Your output must consist solely of the lines from the one containing "of the utility" through the end of the records, reproduced exactly.

....

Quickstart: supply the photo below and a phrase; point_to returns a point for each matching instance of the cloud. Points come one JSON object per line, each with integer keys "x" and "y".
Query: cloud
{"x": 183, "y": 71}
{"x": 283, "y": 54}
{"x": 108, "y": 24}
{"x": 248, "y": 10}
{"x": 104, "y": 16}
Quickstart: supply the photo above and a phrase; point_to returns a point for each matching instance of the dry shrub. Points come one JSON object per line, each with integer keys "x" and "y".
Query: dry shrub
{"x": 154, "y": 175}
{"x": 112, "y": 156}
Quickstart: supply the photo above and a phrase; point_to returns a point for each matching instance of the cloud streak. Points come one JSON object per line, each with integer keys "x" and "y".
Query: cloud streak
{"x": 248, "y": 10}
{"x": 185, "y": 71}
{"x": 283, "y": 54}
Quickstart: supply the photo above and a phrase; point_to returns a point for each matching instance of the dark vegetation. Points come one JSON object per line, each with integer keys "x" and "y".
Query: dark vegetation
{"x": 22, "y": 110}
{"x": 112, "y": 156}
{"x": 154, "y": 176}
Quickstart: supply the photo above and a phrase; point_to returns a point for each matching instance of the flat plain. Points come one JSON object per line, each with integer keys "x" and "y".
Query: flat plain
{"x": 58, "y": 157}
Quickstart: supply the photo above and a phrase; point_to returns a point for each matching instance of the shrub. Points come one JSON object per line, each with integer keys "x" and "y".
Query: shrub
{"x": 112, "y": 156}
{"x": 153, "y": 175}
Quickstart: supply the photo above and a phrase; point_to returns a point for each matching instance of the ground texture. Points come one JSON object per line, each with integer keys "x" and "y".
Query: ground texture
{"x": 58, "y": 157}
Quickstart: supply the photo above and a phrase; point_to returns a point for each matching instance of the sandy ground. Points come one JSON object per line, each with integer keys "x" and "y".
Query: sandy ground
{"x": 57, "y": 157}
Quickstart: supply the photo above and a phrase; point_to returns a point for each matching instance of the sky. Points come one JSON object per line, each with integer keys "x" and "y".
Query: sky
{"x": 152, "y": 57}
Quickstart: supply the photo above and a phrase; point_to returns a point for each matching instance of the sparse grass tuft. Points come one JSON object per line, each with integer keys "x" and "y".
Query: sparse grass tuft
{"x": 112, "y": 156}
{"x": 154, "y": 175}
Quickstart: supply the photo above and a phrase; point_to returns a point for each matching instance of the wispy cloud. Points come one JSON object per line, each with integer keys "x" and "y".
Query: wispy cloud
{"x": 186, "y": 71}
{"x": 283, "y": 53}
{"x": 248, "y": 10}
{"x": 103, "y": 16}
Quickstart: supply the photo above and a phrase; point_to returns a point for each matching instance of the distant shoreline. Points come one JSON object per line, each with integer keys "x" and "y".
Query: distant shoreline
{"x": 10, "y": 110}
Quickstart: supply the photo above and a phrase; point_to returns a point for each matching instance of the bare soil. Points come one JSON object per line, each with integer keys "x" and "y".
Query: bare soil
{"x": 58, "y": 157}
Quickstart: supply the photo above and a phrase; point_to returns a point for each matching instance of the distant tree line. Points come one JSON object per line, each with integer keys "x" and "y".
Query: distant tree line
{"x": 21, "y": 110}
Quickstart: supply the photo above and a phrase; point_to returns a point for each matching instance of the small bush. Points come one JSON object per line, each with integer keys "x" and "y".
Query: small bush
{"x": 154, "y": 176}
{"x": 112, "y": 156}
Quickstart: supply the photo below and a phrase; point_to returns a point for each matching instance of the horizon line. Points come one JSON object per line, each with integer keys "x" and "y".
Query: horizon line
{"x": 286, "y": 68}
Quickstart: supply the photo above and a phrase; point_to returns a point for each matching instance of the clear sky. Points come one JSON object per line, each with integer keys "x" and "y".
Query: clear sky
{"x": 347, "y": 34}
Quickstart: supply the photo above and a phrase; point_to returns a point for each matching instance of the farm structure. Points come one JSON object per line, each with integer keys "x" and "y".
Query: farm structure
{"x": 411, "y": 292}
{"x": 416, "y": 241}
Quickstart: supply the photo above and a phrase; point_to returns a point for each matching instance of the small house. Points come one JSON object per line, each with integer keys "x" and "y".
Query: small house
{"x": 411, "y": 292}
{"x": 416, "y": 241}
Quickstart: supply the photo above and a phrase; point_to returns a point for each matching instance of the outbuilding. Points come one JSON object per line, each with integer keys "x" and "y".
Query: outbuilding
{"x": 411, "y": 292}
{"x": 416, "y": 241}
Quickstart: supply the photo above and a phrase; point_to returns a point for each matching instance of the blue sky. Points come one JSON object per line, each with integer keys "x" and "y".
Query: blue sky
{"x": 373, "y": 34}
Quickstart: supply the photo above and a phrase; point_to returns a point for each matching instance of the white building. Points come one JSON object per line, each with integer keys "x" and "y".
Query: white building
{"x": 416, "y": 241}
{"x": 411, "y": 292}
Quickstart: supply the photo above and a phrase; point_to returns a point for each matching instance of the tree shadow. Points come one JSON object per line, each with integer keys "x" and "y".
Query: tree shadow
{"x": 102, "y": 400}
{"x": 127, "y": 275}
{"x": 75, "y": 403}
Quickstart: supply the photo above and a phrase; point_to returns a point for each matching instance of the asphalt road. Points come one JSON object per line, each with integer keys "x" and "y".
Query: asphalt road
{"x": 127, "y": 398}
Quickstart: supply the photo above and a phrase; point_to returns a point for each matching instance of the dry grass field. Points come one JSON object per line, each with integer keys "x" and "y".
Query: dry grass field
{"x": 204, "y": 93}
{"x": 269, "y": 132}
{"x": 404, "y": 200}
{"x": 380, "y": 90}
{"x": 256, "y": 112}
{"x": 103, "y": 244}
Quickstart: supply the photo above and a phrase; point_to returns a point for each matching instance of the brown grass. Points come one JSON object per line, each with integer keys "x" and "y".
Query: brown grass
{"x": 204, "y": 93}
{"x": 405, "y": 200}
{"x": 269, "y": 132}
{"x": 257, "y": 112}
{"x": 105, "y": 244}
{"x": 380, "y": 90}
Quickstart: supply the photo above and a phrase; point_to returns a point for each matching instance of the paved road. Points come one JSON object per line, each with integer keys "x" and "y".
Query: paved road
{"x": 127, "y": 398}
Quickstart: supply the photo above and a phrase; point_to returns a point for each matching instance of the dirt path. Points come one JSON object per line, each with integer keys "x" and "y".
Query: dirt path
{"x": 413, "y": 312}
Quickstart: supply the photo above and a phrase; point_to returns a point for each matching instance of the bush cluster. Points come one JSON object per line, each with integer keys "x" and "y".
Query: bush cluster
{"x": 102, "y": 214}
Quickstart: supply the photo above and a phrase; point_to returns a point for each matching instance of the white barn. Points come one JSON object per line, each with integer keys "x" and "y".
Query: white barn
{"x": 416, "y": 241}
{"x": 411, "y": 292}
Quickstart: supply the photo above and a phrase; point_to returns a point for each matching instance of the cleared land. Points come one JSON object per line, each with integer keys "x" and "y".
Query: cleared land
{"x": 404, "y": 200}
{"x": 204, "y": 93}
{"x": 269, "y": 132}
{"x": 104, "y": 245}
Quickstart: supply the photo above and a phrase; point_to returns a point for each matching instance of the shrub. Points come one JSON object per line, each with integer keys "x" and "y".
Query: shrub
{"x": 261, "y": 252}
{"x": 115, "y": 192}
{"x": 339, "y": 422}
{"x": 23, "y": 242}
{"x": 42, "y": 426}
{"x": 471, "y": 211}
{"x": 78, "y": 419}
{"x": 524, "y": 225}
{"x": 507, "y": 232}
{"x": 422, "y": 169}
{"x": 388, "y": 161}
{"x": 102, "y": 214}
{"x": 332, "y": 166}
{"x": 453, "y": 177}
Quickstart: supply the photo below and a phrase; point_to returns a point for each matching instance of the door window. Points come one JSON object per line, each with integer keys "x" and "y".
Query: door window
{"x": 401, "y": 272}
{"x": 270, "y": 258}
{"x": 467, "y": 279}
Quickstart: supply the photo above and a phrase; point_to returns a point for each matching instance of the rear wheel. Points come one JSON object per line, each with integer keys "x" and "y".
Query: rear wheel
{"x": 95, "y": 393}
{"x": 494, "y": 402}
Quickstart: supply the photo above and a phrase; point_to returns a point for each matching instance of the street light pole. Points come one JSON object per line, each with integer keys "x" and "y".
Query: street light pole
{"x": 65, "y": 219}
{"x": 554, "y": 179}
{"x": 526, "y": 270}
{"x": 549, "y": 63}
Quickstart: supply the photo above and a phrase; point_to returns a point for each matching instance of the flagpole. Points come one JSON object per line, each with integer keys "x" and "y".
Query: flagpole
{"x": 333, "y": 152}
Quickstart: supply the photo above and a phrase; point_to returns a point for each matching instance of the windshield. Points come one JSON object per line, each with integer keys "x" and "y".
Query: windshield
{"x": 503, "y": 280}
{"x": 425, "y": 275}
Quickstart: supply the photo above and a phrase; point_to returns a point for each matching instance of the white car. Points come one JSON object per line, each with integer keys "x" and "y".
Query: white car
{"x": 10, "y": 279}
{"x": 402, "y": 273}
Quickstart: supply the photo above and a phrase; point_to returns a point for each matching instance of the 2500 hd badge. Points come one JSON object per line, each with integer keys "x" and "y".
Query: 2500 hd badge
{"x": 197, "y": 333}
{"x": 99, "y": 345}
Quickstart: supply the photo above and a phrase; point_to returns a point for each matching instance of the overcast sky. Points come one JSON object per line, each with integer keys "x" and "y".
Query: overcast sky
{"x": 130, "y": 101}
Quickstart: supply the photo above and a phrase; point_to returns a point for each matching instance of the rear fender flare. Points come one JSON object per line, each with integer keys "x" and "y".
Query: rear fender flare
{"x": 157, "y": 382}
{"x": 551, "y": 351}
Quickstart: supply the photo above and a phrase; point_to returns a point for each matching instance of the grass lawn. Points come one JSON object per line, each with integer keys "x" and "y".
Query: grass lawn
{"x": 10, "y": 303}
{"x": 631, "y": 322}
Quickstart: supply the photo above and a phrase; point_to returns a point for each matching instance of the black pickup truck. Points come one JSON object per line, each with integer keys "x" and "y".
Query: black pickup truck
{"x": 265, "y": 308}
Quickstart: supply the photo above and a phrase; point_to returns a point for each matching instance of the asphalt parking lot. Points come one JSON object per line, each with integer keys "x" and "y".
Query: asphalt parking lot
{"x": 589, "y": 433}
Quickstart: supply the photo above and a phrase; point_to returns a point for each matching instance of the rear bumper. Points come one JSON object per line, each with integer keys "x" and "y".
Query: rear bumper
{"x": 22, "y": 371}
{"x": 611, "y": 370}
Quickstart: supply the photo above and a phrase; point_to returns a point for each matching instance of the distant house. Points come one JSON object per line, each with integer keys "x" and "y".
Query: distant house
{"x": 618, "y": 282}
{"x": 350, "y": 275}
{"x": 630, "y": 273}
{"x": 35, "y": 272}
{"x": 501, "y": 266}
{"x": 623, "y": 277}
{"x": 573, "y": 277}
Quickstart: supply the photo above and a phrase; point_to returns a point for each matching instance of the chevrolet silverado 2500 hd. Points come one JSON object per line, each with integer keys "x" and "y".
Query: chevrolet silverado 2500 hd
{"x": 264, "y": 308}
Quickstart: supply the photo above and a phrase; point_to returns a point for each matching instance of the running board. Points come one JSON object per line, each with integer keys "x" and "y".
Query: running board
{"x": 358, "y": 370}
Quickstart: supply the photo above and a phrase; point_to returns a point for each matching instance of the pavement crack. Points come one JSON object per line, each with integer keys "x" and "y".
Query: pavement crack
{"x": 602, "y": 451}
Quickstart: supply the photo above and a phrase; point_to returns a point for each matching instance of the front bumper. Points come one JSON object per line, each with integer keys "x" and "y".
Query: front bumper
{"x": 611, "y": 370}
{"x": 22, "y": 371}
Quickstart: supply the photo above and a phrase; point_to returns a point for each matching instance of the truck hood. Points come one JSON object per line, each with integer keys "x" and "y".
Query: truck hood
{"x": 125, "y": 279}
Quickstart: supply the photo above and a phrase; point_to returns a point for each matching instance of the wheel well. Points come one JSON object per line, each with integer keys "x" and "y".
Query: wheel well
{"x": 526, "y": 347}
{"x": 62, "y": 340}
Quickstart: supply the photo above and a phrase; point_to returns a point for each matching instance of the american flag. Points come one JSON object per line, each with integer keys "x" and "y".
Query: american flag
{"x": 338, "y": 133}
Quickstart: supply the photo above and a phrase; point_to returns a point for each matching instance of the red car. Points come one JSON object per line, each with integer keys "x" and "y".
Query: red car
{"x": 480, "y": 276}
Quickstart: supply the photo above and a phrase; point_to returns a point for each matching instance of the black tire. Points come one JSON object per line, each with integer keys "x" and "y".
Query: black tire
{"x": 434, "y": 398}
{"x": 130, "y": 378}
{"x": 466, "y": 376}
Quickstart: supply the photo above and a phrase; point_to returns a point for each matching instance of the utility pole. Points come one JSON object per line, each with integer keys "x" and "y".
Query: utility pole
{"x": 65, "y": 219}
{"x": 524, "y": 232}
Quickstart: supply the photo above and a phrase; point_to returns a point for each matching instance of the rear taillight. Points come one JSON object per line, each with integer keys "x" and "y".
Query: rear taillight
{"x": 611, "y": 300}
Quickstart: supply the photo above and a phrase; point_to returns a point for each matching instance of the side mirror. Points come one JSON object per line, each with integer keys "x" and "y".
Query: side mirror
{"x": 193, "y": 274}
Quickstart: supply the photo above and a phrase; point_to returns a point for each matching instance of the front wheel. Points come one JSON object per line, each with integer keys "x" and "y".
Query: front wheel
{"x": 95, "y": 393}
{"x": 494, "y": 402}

....

Result for this exercise
Quickstart: supply the photo above and a phrase; point_to returns a point for each matching instance of the utility pole. Points come one JSON object per line, each with integer keys "x" and "y".
Query: utility pole
{"x": 65, "y": 219}
{"x": 524, "y": 232}
Quickstart: supply the photo above and a phrase; point_to returns a point for each matching instance of the rear taillight. Points come one JSON object per line, each with integer keys "x" and "y".
Query: rear taillight
{"x": 611, "y": 300}
Quickstart: supply the photo above and a phrase; point_to returns a point for each matching instance of the side mirror. Points come one JSON object per line, each with integer keys "x" and "y".
Query: side mirror
{"x": 193, "y": 274}
Quickstart: supply the photo above and a phrase; point_to returns a point for each matching instance of the front wheel. Points come one JSON object per line, each with integer keys "x" and "y".
Query: front wheel
{"x": 95, "y": 393}
{"x": 494, "y": 402}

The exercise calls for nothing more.